**Extract to read:**
┄┄┄┄┄┄

Evolutionary theory states that the original cell, which is the source for all life, spontaneously emerged from Earth's inert chemicals. However, even the simplest cell is quite complex. To be considered alive, an organism - - and thus a cell - - must:
• Have a cell wall
• Maintain its cell wall and grow
• Process food from outside itself
Could such an organism really come about spontaneously from nonliving chemicals? It's possible that some sort of spontaneous creation occurred; some people say it could only have been supernatural creation.
Likewise, evolutionary theory says that a new species takes between 100,000 years and millions of years to evolve. However, this doesn't make sense. As Carl Sagan said in "The Dragons of Eden," human toes "are clearly evolved from fingerlike appendages for grasping and swinging, like those of arboreal apes and monkeys." This evolutionary process was only a respecialization, or the adaptation of an organ from one function to a different function, yet Sagan estimated it took about 10 million years to come about. How then, can every mammal have evolved from simple creatures like the Didelphodon over the course of just 65 million years, as evolutionary theory poses?
Scientists have found lots of support for different parts of evolutionary theory from fossils, as well as from insects and bacteria. However, these questions about evolutionary theory vex its supporters. Scientists constantly are trying to prove or disprove many aspects of the theory; it no doubt will continue to be modified as new knowledge is accrued. It's possible that new theories even will be proposed, based on new knowledge, to resolve some of the "loopholes" in current evolutionary theory.

┄┄┄┄┄┄

**Work instruction:**
In the passage on evolutionary theory, how long did Carl Sagan estimate it took for human toes to evolve from fingerlike grasping appendages?

┄┄┄┄┄┄

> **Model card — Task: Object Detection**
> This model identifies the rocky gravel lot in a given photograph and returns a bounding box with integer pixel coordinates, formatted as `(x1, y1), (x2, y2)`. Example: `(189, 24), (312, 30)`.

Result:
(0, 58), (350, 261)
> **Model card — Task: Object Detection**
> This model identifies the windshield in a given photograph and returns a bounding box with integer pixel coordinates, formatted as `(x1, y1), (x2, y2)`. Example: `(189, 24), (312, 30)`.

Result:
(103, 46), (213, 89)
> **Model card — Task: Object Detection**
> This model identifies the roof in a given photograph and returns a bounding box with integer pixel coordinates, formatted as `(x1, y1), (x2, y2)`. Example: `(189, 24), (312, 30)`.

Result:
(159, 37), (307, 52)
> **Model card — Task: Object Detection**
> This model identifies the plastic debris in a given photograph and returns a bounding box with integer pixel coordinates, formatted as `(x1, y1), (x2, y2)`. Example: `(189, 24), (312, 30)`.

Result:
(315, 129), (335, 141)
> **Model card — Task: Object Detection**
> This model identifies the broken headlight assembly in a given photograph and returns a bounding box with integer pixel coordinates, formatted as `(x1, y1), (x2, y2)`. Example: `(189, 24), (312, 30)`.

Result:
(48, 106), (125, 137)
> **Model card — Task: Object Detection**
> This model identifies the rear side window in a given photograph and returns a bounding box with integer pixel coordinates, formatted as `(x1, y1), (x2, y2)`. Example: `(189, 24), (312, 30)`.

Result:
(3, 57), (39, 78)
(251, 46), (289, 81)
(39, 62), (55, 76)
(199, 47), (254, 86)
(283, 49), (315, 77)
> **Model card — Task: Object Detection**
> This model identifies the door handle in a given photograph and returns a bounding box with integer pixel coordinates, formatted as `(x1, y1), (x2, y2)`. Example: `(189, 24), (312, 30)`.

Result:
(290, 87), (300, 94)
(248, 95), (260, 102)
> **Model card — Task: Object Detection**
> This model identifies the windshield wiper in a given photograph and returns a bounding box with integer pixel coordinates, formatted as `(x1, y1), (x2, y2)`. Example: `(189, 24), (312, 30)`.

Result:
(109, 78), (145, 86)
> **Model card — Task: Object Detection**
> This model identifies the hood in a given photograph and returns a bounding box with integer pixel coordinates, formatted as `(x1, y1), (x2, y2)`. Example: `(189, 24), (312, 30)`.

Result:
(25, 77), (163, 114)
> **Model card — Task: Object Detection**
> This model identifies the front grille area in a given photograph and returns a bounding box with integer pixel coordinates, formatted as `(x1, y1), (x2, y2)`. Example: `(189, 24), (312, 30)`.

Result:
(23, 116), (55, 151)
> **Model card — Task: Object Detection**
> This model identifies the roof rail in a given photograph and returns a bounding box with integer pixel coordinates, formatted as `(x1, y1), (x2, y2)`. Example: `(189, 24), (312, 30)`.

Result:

┄┄┄┄┄┄

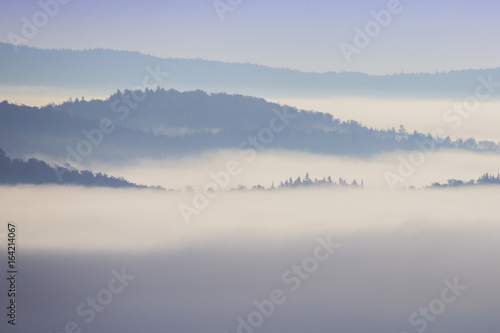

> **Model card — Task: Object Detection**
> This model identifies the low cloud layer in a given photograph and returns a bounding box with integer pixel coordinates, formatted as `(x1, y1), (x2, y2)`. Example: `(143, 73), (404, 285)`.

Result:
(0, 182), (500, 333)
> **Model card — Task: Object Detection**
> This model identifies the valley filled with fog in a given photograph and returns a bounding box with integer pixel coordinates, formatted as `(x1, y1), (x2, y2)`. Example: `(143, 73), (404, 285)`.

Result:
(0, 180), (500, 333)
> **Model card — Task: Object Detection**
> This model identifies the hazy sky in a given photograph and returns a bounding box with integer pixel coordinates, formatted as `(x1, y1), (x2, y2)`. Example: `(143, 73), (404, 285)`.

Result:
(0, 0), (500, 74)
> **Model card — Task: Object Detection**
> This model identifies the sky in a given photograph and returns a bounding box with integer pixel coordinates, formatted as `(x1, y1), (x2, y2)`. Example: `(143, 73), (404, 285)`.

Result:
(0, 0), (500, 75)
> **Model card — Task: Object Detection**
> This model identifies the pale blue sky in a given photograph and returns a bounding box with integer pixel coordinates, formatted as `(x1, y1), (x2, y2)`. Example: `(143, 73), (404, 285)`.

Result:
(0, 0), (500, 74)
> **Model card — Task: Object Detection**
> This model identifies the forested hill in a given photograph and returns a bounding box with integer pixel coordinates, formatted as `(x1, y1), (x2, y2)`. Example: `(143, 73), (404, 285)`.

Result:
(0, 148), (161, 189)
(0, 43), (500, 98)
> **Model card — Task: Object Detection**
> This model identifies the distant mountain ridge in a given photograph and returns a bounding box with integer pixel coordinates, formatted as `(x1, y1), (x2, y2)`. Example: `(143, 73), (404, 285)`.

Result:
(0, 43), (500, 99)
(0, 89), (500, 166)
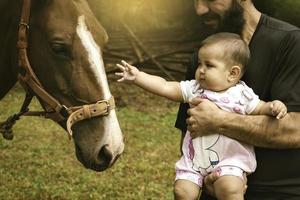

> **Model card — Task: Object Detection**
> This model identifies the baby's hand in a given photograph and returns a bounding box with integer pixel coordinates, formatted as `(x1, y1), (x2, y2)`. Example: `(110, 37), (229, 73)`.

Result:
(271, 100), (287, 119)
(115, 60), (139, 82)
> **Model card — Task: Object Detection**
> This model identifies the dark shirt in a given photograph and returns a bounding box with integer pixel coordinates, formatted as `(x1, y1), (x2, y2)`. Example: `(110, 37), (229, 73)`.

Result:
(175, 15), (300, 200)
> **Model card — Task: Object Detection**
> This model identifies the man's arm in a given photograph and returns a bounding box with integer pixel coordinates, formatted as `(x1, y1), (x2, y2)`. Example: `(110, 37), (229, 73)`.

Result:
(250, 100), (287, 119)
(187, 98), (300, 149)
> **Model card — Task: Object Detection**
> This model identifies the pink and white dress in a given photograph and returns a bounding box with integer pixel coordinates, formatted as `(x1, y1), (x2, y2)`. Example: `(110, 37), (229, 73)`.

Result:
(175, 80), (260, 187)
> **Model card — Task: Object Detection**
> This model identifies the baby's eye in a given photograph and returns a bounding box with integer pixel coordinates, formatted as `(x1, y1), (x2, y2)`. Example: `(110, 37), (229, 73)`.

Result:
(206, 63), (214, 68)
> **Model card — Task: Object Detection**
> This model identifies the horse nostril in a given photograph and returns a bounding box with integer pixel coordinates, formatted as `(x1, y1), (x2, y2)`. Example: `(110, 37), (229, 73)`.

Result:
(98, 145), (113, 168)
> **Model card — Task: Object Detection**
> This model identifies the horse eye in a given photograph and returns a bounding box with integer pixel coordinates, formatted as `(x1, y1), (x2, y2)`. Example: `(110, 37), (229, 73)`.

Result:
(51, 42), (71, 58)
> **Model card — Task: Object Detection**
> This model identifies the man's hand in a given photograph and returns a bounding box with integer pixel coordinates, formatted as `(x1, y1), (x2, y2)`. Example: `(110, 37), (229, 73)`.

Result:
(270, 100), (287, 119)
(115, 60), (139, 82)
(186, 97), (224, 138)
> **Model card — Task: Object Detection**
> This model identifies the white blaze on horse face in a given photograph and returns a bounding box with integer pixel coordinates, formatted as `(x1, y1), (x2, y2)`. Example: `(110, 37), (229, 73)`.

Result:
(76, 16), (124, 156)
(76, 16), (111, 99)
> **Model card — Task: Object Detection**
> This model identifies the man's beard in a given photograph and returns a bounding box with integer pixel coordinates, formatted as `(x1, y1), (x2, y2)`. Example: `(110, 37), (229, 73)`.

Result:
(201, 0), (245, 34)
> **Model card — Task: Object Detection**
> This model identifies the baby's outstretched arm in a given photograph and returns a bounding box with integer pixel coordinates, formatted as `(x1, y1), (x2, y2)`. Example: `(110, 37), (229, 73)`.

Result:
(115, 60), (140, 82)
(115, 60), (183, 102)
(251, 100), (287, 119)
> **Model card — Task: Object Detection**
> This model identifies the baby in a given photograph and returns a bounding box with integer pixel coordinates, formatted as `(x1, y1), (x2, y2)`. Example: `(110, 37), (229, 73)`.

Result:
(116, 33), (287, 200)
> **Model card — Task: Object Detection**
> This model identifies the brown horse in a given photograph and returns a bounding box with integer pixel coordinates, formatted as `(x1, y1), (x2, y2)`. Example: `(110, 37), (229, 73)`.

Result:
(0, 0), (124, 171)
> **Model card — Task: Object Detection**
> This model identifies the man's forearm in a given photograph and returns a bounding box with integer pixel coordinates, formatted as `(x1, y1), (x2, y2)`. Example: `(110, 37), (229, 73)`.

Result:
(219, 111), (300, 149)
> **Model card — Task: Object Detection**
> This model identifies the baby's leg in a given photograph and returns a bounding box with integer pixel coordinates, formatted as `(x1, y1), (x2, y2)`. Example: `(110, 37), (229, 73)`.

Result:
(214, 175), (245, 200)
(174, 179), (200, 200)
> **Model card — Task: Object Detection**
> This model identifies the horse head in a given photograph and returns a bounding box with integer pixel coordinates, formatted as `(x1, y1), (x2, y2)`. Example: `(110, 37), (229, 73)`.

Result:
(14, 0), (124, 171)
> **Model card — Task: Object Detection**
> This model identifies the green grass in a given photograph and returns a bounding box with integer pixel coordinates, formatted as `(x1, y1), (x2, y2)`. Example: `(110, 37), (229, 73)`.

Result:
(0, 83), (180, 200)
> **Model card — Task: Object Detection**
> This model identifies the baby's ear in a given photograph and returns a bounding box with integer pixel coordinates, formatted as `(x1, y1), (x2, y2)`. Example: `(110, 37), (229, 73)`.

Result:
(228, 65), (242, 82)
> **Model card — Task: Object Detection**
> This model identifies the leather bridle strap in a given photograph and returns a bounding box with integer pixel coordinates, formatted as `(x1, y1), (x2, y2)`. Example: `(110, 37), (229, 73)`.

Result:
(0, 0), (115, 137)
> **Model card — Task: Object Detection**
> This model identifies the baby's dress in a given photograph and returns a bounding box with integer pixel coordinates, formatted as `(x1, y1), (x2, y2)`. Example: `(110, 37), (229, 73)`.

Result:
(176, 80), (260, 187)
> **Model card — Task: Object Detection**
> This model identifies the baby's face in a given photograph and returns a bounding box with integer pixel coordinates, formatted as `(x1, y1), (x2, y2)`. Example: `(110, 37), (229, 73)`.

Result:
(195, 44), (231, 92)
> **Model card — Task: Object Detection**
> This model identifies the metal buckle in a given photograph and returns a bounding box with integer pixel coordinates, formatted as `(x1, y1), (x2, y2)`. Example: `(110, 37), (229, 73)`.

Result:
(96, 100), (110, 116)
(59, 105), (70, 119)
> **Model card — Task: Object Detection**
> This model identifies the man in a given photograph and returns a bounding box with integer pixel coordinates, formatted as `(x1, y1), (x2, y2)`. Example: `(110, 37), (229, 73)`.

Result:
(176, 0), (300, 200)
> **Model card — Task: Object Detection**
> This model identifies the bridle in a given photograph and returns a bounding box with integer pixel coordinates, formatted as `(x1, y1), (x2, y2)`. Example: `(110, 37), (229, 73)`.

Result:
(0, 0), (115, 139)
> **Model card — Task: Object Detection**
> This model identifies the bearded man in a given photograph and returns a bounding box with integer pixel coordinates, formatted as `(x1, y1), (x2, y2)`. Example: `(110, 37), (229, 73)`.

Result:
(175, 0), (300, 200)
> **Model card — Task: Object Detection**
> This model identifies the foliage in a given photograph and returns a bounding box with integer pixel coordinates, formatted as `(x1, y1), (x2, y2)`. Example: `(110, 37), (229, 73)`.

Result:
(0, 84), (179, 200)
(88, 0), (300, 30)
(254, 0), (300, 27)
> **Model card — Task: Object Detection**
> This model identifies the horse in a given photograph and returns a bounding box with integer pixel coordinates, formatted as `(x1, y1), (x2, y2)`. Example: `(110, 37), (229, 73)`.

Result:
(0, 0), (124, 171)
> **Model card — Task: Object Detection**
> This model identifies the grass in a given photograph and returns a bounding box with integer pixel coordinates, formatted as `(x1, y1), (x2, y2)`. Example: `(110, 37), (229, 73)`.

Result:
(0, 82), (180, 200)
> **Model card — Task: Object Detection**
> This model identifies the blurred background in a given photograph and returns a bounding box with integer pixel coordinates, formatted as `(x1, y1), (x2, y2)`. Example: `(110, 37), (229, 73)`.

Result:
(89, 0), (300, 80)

┄┄┄┄┄┄

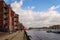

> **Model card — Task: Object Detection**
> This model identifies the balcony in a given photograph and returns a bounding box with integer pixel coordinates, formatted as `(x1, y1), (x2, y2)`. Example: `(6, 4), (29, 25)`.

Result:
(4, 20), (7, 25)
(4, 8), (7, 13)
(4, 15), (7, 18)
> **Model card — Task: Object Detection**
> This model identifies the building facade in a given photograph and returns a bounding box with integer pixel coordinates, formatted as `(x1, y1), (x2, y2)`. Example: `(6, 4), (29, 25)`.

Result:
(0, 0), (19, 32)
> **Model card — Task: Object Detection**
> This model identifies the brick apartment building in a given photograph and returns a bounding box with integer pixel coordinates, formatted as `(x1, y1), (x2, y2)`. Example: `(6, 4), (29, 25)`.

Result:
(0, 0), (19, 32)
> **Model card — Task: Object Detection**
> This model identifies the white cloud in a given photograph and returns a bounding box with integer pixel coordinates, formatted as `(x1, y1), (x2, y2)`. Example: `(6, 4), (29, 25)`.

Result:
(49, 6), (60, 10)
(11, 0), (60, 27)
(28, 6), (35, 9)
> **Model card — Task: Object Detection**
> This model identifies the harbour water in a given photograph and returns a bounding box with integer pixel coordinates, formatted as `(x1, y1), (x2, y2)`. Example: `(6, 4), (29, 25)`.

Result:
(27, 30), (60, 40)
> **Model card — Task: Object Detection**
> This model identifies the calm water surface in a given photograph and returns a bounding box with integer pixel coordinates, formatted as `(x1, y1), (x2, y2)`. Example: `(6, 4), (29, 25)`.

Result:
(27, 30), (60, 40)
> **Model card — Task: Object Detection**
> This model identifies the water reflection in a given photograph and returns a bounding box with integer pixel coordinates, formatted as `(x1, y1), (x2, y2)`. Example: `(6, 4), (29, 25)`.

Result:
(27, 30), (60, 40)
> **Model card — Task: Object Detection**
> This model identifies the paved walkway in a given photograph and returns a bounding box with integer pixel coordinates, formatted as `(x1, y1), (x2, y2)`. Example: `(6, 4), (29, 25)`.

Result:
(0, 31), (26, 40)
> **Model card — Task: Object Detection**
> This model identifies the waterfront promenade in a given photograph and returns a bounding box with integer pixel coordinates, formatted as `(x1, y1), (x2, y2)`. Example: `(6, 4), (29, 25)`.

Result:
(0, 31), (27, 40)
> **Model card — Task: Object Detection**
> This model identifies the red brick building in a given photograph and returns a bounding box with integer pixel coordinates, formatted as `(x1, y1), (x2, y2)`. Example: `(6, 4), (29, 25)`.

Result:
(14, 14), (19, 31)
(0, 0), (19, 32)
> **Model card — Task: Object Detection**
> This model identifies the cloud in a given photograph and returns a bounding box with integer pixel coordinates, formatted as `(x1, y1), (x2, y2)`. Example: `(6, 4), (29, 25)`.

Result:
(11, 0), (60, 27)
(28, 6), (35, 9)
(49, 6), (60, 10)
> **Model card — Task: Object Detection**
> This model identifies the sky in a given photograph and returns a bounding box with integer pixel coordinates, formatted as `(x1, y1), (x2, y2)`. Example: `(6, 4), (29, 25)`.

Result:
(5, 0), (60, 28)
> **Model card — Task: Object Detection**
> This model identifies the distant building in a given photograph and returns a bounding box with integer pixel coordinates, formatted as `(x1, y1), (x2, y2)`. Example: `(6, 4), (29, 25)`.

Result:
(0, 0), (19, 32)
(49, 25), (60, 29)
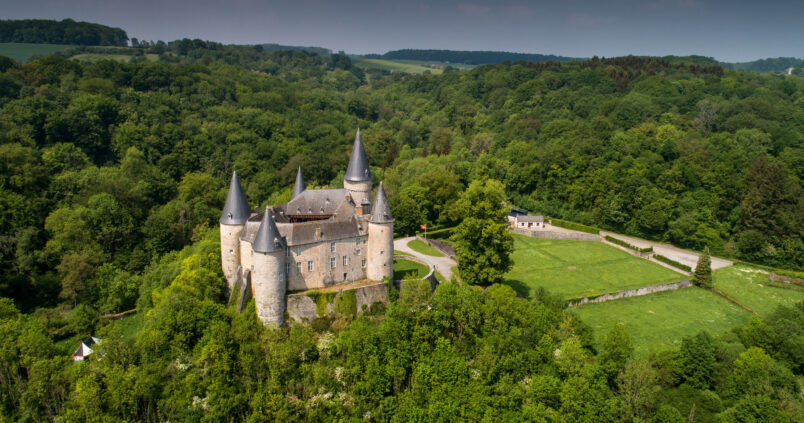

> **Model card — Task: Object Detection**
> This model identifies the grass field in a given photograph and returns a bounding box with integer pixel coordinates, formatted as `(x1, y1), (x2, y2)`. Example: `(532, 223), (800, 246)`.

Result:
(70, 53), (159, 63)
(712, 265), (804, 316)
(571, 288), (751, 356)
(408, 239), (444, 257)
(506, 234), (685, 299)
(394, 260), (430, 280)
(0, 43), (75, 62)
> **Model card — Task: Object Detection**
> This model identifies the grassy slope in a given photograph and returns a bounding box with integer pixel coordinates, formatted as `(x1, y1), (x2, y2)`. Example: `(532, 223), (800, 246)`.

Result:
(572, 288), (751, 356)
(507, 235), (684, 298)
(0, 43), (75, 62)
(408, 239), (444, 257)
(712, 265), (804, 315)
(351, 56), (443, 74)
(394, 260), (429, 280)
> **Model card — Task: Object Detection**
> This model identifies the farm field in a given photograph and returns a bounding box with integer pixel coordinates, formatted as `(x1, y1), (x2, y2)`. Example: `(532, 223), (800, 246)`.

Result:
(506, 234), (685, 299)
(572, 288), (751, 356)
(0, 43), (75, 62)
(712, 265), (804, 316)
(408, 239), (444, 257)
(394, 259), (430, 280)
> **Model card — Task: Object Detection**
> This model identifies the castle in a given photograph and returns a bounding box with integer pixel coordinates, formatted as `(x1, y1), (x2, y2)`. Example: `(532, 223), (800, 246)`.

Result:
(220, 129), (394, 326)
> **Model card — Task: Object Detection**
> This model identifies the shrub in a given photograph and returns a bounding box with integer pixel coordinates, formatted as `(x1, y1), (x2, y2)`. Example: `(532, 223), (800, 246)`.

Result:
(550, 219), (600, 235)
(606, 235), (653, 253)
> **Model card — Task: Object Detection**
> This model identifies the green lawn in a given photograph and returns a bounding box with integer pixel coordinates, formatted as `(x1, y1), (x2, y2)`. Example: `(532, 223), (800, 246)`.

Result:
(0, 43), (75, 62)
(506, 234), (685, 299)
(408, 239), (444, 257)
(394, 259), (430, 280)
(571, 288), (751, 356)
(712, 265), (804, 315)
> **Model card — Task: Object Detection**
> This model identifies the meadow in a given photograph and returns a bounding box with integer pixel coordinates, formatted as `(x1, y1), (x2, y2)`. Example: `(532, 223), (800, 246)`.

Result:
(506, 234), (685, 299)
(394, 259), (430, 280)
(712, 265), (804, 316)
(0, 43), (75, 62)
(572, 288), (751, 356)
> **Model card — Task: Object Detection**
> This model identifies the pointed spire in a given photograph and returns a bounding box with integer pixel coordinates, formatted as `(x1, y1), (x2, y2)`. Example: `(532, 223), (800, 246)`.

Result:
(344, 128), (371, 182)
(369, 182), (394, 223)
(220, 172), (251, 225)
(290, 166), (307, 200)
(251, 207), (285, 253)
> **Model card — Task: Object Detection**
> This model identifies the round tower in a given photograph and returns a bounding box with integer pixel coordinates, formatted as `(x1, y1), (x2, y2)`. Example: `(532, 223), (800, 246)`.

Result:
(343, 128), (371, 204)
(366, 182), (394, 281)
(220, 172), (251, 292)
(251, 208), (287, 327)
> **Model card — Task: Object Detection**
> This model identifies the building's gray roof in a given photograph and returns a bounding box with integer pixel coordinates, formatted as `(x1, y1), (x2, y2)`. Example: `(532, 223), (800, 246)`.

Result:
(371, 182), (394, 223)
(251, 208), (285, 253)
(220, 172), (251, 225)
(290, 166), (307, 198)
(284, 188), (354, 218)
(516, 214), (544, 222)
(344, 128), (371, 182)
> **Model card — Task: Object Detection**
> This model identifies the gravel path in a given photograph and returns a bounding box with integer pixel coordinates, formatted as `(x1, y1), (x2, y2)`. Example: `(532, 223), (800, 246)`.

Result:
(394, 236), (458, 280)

┄┄┄┄┄┄

**Task response:**
About 10 million years.